---- Excerpt to read

A Public Affairs Officer escorts media through the currently closed Camp X-Ray which was the first detention facility??
A federal judge dismissed a suit from a Guantanamo detainee who argued that the government will infringe upon his religious freedom by force-feeding him during the Muslim holiday of Ramadan, which begins Tuesday.
Jihad Dhiab, a Syrian detainee who was cleared for release by the Guantanamo Review Task Force in 2009 but has remained imprisoned, sued with three other detainees over the military's policy of forcibly feeding detainees who are on hunger strike and lose a certain amount of their body weight.
Dhiab claimed that the forced feeding would violate his religious freedom during the month of Ramadan, when devotees are supposed to fast until sundown each day. It is the U.S military and prisons policy not to allow prisoners to starve themselves, but the U.N. High Commissioner for Human Rights, the World Medical Association and other groups have said the practice is inhumane and that people should have the right to starve themselves in protest. Dhiab is one of 45 Guantanamo prisoners on a force-feed list, with a total of 106 captives on hunger strike. Only 60 of the 166 Guantanamo prisoners are not currently on hunger strike.
U.S. District Judge Gladys Kessler ruled that the U.S. District Court for the District of Columbia does not have jurisdiction over Guantanamo prisoners because they are enemy combatants, and thus could not order the force-feeding stopped. But she did issue a strongly worded message to President Barack Obama over what she called the "painful, humiliating and degrading" forced feeding, quoting the president's own words against the practice. Kessler writes:
Even though this Court is obligated to dismiss the Application for lack of jurisdiction, and therefore lacks any authority to rule on Petitioner's request, there is an individual who does have the authority to address the issue. In a speech on May 23,2013, President Barack Obama stated, "Look at the current situation, where we are force-feeding detainees who are holding a hunger strike. . . Is that who we are? Is that something that our founders foresaw? Is that the America we want to leave to our children? Our sense of justice is stronger than that."
Article II, Section 2 of the Constitution provides that "[t]he President shall be the Commander in Chief of the Army and Navy of the United States ..." It would seem to follow, therefore, that the President of the United States, as Commander-in-Chief, has the authority-- and power-- to directly address the issue of force-feeding of the detainees at Guantanamo Bay.
Congress has passed legislation to prevent civilian or military trials at Guantanamo. Though 86 of the remaining 166 detainees at Gitmo have been cleared for release, many of their home countries will not accept them.

--------
---- Information shown

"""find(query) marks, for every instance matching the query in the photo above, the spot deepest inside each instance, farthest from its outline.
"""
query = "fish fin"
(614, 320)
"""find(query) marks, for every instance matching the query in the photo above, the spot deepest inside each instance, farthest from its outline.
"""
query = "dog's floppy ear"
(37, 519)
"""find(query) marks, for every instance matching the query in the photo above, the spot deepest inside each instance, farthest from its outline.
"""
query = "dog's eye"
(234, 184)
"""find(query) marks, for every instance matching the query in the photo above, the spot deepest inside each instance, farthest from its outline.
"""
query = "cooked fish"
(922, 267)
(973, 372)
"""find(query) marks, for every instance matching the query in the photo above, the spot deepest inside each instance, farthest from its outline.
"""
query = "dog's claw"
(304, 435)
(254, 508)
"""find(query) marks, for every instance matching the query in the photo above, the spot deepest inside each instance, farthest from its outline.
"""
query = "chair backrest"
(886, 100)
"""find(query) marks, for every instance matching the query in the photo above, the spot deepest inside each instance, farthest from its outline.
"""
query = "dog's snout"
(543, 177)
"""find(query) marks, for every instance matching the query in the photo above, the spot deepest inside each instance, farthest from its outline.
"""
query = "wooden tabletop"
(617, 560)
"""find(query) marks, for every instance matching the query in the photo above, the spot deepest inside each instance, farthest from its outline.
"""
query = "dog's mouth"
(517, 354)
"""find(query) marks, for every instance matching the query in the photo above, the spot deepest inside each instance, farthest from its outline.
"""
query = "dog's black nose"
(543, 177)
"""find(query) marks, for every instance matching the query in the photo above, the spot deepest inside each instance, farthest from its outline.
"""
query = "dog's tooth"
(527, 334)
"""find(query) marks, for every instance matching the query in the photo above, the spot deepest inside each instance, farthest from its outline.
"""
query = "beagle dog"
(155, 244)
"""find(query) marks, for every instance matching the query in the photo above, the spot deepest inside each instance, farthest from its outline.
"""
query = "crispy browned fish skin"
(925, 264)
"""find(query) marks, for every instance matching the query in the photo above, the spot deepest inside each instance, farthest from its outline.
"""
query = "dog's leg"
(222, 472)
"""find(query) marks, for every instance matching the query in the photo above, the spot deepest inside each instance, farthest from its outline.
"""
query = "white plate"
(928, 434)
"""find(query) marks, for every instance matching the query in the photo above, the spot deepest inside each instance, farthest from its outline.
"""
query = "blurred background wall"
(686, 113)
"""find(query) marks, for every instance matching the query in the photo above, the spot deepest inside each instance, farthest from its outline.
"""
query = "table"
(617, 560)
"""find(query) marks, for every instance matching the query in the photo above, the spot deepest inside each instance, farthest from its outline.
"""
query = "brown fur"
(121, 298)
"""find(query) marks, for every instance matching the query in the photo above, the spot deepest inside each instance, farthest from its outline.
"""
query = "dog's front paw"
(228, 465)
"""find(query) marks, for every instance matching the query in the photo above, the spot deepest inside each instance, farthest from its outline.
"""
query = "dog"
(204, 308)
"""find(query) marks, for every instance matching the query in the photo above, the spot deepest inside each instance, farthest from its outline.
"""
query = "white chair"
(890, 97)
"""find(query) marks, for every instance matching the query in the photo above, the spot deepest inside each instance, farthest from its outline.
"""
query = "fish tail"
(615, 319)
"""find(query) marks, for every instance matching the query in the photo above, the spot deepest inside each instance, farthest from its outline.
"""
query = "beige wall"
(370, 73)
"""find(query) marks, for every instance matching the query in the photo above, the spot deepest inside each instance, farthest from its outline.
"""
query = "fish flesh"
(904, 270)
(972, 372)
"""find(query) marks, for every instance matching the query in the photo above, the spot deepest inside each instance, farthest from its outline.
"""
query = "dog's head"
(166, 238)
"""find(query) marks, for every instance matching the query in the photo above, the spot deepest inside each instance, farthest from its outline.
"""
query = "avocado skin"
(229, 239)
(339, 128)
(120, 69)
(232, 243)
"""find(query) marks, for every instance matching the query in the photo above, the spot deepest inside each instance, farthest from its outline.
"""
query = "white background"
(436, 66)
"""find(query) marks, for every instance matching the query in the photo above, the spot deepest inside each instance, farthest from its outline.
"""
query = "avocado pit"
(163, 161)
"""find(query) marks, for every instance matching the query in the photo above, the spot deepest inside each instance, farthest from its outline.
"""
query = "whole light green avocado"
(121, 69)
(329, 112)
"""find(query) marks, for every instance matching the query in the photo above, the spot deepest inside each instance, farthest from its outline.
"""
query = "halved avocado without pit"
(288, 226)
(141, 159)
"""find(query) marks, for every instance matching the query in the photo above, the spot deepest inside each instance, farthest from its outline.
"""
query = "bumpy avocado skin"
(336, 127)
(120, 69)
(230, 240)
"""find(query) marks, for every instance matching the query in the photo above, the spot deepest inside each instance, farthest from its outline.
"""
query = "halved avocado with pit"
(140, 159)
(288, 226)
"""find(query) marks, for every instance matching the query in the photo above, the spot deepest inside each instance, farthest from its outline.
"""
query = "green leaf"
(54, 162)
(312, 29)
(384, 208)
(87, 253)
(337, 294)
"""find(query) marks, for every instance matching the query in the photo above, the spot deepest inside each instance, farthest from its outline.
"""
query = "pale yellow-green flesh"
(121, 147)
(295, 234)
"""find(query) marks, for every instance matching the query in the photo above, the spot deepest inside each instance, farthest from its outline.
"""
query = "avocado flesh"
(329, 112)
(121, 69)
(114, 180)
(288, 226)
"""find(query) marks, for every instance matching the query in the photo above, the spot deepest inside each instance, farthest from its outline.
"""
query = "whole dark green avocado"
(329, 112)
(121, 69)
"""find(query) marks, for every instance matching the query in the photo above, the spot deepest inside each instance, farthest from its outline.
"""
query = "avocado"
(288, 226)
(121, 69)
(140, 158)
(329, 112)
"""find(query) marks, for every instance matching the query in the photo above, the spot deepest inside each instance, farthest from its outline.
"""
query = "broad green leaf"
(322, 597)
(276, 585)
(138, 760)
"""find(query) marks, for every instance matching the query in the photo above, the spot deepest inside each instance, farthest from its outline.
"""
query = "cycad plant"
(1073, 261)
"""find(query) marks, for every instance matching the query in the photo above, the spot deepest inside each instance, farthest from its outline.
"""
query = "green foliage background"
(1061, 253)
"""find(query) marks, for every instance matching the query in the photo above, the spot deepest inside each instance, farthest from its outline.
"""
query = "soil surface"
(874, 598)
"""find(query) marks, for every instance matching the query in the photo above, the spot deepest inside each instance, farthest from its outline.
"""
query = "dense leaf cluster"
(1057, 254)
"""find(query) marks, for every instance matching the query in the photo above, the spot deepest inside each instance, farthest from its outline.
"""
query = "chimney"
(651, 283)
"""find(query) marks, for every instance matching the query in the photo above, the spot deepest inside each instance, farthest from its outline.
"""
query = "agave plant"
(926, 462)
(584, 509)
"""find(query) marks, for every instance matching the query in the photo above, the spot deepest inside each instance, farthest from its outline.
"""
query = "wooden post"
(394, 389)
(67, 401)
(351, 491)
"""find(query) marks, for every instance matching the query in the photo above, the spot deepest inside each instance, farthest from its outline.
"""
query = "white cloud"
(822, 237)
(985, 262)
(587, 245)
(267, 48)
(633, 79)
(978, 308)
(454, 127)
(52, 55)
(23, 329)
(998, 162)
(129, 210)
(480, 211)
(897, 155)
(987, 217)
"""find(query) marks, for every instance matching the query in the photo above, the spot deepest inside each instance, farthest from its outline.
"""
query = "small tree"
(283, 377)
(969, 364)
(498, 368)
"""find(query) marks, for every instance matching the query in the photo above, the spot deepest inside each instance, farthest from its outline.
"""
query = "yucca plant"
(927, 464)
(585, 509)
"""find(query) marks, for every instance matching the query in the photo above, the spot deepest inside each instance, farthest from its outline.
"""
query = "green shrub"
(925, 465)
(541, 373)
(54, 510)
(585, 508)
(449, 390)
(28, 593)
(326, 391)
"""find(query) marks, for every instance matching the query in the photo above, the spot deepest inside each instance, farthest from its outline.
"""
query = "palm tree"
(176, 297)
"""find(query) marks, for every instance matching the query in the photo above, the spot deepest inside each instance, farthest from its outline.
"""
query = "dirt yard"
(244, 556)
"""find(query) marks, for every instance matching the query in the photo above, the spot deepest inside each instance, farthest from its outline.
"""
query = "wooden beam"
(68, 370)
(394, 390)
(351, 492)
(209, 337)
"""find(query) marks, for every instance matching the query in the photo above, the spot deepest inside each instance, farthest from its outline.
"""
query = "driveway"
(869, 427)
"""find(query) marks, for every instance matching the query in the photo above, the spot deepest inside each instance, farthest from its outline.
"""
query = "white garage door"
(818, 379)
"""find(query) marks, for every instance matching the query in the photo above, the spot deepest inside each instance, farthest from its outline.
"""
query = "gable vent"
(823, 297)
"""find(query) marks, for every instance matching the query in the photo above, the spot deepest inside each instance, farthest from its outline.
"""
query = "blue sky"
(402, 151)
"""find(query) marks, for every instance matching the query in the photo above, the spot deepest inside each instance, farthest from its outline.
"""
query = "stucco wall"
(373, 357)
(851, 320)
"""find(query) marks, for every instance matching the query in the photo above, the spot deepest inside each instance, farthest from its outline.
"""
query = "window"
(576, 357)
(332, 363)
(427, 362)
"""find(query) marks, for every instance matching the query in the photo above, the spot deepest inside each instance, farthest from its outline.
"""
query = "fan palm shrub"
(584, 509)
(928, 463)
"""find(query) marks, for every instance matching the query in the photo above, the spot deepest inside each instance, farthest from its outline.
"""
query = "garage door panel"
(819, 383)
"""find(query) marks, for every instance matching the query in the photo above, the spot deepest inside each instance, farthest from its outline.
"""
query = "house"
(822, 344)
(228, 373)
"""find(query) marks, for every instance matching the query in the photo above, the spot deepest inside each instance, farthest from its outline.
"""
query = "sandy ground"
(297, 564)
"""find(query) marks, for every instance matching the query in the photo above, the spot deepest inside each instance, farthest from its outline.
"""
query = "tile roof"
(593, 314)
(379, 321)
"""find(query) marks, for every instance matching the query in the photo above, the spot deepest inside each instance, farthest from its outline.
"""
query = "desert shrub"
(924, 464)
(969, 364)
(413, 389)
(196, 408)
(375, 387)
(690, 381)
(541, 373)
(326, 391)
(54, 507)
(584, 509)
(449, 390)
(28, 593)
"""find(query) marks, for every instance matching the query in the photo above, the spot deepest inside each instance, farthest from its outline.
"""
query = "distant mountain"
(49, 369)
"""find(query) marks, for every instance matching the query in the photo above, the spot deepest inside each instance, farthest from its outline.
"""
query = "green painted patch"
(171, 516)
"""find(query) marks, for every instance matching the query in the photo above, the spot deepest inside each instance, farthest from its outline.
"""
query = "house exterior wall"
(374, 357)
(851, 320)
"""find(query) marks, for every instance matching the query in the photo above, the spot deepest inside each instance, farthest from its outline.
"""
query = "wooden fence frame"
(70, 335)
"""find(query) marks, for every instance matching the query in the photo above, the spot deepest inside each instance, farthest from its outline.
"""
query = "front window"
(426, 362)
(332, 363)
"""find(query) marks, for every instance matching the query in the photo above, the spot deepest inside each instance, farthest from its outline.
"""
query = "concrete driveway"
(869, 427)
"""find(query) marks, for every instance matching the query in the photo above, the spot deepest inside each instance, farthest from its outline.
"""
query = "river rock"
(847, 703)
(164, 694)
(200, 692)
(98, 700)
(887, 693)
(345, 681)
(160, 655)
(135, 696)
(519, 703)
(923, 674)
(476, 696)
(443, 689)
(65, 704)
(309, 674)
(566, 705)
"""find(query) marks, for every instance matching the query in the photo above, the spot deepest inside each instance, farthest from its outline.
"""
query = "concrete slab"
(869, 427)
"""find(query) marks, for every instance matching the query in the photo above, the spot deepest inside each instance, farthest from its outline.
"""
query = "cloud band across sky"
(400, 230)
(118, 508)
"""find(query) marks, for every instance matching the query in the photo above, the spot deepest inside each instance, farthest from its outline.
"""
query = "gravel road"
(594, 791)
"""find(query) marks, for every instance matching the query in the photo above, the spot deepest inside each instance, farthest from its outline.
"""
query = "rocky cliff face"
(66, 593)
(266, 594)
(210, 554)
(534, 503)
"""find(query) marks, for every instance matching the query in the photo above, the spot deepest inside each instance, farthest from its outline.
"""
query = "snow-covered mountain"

--------

▶ Task item: According to the article on the Guantanamo force-feeding suit, how many Guantanamo prisoners are on the force-feed list? The dataset entries are separate material, apart from the article.

▶ Task solution: 45 prisoners.